--- Document passage ---
Wednesday, January 6, 2010

Publishers dumbfounded by airplane book ban

Publishers dumbfounded by airplane book ban
Globe and Mail Newpaper , Toronto, Canada
Tuesday, Jan. 05, 2010

Canadian publishers are dumbfounded by new airport security measures that seem to forbid passengers from bringing books and magazines purchased pre-flight onto airplanes bound for the U.S.

The measures, announced Dec. 28 by Transport Canada, permit Canadian passengers en route to the U.S. to carry on board “one or more” of 13 specified items. They include canes, cameras, laptop computers, musical instruments and “medical devices.”

However, books and magazines are not included among the permitted items. The situation has left Carolyn Wood, executive director of the Association of Canadian Publishers, “speechless, really. We're used to governments fearing books for their content. But what is it here? Is it their explosive capability?”
---
(Your tasks)
- 1) In the book-ban article, on what date did Transport Canada announce the new measures?
- 2) Can you retype the book-ban article word for word, starting with "Wednesday, January 6, 2010" and going on through "for the U.S."?
--- Records provided ---
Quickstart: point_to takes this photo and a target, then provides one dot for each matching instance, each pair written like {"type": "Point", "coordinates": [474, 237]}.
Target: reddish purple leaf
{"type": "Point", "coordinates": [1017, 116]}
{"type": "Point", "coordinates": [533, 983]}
---
--- Records provided ---
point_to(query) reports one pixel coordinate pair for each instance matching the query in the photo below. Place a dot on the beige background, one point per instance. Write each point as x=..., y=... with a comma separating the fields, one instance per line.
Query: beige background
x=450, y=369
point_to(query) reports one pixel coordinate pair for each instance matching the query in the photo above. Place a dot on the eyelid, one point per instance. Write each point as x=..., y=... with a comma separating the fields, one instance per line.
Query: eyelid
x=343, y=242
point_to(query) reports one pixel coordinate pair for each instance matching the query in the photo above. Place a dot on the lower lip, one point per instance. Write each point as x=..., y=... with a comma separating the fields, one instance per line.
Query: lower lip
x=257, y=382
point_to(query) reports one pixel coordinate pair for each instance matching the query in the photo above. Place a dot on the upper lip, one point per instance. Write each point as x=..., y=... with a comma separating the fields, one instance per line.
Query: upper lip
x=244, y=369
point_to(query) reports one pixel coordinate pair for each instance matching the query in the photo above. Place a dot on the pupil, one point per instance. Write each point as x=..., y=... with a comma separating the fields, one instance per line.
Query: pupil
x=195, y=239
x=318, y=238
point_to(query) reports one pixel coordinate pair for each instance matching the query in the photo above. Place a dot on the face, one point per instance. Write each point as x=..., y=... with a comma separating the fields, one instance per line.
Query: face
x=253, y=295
---
(Results by task)
- 1) Dec. 28

- 2)
Wednesday, January 6, 2010

Publishers dumbfounded by airplane book ban

Publishers dumbfounded by airplane book ban
Globe and Mail Newpaper , Toronto, Canada
Tuesday, Jan. 05, 2010

Canadian publishers are dumbfounded by new airport security measures that seem to forbid passengers from bringing books and magazines purchased pre-flight onto airplanes bound for the U.S.